- _Talimatlar ve koşullar_:
Basketbol terimlerini açıklayan metnin tamamını hiçbir değişiklik yapmadan kelimesi kelimesine yeniden yaz.

- _Belge metni_:
DISQUALIFIED PLAYER : Faul limitini dolduran oyuncunun bir daha oyuna dönmemek üzere dışarı çıkarılması. Bu limit NBA’de 6, Avrupa basketbolunda ise 5 fauldür.
DOUBLE DRIBBLE : Top sürme hakkını kullanıp topu tutan oyuncunun tekrar dribblinge başlaması. Bu kurallara aykırı bir durumdur.
DOUBLE FIGURES : Tutulan istatistikteki 2 ayrı hanede birden 10 veya daha fazla değere sahip olma. Örnek :Savunma ribaundu 12, sayı 11 gibi.
DOUBLE FOUL : İki rakip oyuncunun aynı zaman diliminde karşılıklı faul yapması.
DOUBLE -HEADER GAME : İki ayrı maçın arka arkaya aynı salonda oynanması.
DOUBLE PIVOT : İki pivot (veya Center) ile yerleşilen hücum sistemi.
DOUBLE PUMP : Üst üste 2 şut feyki (pump fake) yapmak.
DOUBLE SCREEN : İki hücum oyuncusunun birbirine yakın durup diğer bir hücum oyuncusuna hoş bir atış imkanı yaratmak için perdeleme yapması.
DOUBLE-TEAM : İki savunma oyuncusunun bir hücum oyuncusunu sıkıştırması.
DOWNCOURT : Oyunun cereyan ettiği sahaya uzak olan bölüm.
DOWN LOW : Alçak post bölgesi.

- _Kaynaktan alıntı_:

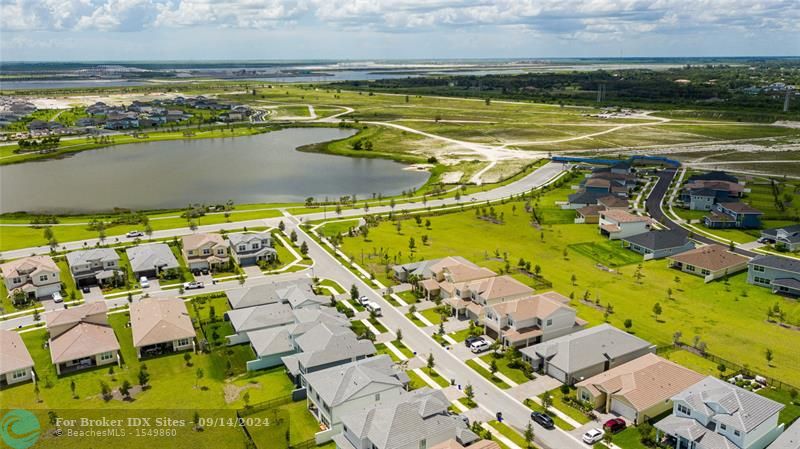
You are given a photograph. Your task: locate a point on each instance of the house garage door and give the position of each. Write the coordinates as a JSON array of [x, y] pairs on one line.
[[622, 409]]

- _Görev yanıtı_:
DISQUALIFIED PLAYER : Faul limitini dolduran oyuncunun bir daha oyuna dönmemek üzere dışarı çıkarılması. Bu limit NBA’de 6, Avrupa basketbolunda ise 5 fauldür.
DOUBLE DRIBBLE : Top sürme hakkını kullanıp topu tutan oyuncunun tekrar dribblinge başlaması. Bu kurallara aykırı bir durumdur.
DOUBLE FIGURES : Tutulan istatistikteki 2 ayrı hanede birden 10 veya daha fazla değere sahip olma. Örnek :Savunma ribaundu 12, sayı 11 gibi.
DOUBLE FOUL : İki rakip oyuncunun aynı zaman diliminde karşılıklı faul yapması.
DOUBLE -HEADER GAME : İki ayrı maçın arka arkaya aynı salonda oynanması.
DOUBLE PIVOT : İki pivot (veya Center) ile yerleşilen hücum sistemi.
DOUBLE PUMP : Üst üste 2 şut feyki (pump fake) yapmak.
DOUBLE SCREEN : İki hücum oyuncusunun birbirine yakın durup diğer bir hücum oyuncusuna hoş bir atış imkanı yaratmak için perdeleme yapması.
DOUBLE-TEAM : İki savunma oyuncusunun bir hücum oyuncusunu sıkıştırması.
DOWNCOURT : Oyunun cereyan ettiği sahaya uzak olan bölüm.
DOWN LOW : Alçak post bölgesi.